* Excerpt provided:
++++
### <font color="brown">Working with CSV Datasets</font>

In [6]:
import csv

#### Example 3: Processing auto-mpg CSV file Using DictReader

In [7]:
# using DictReader on csv
reader = csv.DictReader(open('auto_mpg_original.csv'))
for index,row in enumerate(reader):
    print(row)
    if index > 3:
        break

OrderedDict([('mpg', '18.0'), ('cylinders', '8.'), ('displacement', '307.0'), ('horsepower', '130.0'), ('weight', '3504.'), ('acceleration', '12.0'), ('model year', '70.'), ('origin', '1.'), ('car name', 'chevrolet chevelle malibu')])
OrderedDict([('mpg', '15.0'), ('cylinders', '8.'), ('displacement', '350.0'), ('horsepower', '165.0'), ('weight', '3693.'), ('acceleration', '11.5'), ('model year', '70.'), ('origin', '1.'), ('car name', 'buick skylark 320')])
OrderedDict([('mpg', '18.0'), ('cylinders', '8.'), ('displacement', '318.0'), ('horsepower', '150.0'), ('weight', '3436.'), ('acceleration', '11.0'), ('model year', '70.'), ('origin', '1.'), ('car name', 'plymouth satellite')])
OrderedDict([('mpg', '16.0'), ('cylinders', '8.'), ('displacement', '304.0'), ('horsepower', '150.0'), ('weight', '3433.'), ('acceleration', '12.0'), ('model year', '70.'), ('origin', '1.'), ('car name', 'amc rebel sst')])
++++
* Required action:
Retype the part of the CSV excerpt that begins at the words "for index,row in" and stops after "name', 'plymouth satellite')])". Rely only on the CSV excerpt.

(Records excerpted from a collection)
++++
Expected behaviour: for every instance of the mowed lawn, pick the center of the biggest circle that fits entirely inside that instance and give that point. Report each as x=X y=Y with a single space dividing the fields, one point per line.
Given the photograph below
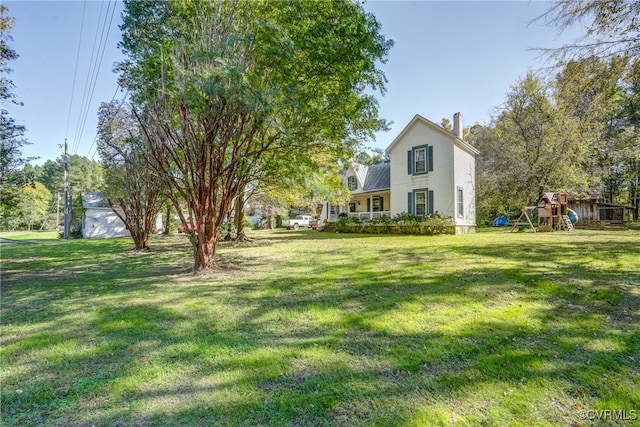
x=314 y=329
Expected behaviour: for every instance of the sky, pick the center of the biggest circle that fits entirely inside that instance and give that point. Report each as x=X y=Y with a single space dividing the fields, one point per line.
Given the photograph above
x=448 y=57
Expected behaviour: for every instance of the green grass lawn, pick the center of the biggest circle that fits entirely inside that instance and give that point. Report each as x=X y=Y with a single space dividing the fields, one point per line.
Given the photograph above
x=313 y=329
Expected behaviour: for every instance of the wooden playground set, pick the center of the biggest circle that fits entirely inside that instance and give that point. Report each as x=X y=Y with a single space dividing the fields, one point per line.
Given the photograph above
x=552 y=214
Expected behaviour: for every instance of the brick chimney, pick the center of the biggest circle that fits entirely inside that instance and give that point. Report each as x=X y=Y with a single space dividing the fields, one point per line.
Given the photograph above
x=457 y=125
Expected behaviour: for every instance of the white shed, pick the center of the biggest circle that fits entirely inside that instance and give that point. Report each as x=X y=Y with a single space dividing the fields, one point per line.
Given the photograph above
x=99 y=221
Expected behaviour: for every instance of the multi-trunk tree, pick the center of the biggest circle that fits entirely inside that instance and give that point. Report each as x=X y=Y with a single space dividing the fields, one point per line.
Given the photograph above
x=132 y=190
x=224 y=87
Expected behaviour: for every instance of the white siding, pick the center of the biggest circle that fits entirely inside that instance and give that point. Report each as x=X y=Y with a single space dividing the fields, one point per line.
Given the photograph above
x=465 y=178
x=440 y=180
x=102 y=223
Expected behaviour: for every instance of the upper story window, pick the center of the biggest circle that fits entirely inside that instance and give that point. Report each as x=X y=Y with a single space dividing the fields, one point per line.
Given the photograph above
x=352 y=183
x=421 y=203
x=420 y=160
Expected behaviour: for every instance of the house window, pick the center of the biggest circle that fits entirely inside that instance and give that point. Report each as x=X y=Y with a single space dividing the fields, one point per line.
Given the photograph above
x=377 y=204
x=352 y=183
x=420 y=160
x=421 y=203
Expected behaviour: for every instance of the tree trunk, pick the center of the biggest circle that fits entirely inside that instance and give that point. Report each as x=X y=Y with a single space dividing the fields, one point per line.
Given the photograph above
x=204 y=252
x=167 y=227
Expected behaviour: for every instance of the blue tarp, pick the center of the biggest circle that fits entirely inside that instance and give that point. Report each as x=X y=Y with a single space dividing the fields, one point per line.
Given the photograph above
x=501 y=221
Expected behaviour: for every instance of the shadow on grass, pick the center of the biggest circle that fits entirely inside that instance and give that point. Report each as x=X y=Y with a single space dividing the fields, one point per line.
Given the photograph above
x=514 y=334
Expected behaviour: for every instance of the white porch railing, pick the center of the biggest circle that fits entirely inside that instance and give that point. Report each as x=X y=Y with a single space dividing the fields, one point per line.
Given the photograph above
x=369 y=215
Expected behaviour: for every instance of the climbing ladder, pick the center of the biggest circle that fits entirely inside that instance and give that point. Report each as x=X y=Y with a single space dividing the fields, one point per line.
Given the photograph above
x=568 y=225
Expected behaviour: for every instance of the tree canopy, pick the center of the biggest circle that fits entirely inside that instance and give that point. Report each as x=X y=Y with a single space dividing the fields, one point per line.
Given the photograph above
x=227 y=89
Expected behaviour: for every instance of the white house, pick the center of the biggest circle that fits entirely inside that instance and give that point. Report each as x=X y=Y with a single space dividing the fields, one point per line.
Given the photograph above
x=99 y=221
x=431 y=170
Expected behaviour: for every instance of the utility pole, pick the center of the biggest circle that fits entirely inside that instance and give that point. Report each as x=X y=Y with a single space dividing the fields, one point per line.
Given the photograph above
x=67 y=216
x=58 y=212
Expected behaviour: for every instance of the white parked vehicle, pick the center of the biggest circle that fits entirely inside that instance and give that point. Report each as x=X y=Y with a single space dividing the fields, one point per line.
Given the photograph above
x=297 y=222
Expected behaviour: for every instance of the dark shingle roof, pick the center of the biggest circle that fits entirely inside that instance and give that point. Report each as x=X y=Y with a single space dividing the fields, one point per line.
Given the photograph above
x=378 y=177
++++
* Solution to the exercise:
for index,row in enumerate(reader):
    print(row)
    if index > 3:
        break

OrderedDict([('mpg', '18.0'), ('cylinders', '8.'), ('displacement', '307.0'), ('horsepower', '130.0'), ('weight', '3504.'), ('acceleration', '12.0'), ('model year', '70.'), ('origin', '1.'), ('car name', 'chevrolet chevelle malibu')])
OrderedDict([('mpg', '15.0'), ('cylinders', '8.'), ('displacement', '350.0'), ('horsepower', '165.0'), ('weight', '3693.'), ('acceleration', '11.5'), ('model year', '70.'), ('origin', '1.'), ('car name', 'buick skylark 320')])
OrderedDict([('mpg', '18.0'), ('cylinders', '8.'), ('displacement', '318.0'), ('horsepower', '150.0'), ('weight', '3436.'), ('acceleration', '11.0'), ('model year', '70.'), ('origin', '1.'), ('car name', 'plymouth satellite')])